Give only the number of lines in the listing below that contain the word "purple".

Start of Stored records

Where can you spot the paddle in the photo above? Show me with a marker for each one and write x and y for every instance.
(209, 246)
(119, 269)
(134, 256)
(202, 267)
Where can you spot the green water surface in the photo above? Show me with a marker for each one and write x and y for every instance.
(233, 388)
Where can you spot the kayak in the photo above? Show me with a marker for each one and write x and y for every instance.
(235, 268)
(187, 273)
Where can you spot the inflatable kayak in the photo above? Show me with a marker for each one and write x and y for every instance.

End of Stored records
Start of Stored records

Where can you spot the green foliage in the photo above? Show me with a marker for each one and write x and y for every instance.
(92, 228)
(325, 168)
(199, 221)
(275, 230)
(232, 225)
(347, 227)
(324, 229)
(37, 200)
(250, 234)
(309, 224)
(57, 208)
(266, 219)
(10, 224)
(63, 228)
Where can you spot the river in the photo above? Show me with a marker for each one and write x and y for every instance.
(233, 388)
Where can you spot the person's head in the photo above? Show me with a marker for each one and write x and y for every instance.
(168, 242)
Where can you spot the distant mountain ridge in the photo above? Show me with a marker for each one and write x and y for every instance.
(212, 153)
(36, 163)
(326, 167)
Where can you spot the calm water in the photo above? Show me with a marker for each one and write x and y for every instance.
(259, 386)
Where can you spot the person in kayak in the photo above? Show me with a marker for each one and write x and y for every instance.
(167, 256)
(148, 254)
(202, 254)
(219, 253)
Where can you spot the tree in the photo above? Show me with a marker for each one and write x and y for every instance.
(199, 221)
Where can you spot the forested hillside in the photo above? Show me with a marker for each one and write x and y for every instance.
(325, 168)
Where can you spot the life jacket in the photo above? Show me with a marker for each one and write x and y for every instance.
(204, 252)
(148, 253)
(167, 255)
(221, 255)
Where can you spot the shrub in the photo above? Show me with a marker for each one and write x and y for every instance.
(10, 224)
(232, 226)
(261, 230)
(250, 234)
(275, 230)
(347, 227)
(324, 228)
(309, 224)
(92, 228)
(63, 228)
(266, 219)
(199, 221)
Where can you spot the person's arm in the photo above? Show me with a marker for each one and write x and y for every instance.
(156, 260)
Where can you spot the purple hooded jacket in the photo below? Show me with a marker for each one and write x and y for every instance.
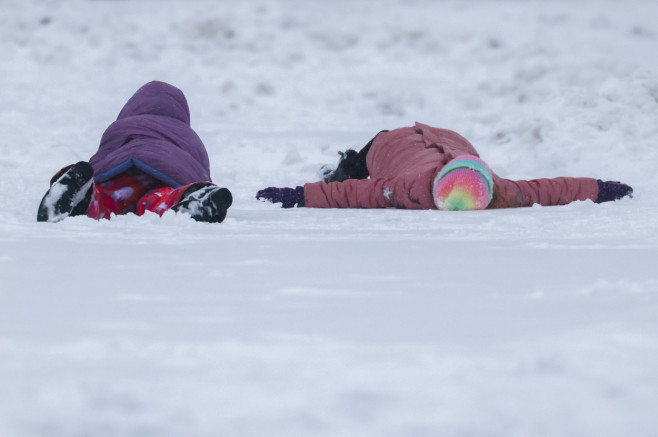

End of Stored records
Start of Stored records

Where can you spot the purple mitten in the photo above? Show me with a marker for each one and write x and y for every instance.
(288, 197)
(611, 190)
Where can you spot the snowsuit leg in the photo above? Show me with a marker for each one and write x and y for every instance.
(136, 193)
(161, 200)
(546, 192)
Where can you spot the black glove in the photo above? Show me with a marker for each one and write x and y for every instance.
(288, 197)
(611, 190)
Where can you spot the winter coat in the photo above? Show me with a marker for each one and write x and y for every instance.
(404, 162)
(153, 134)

End of Stored records

● **Response to this exercise**
2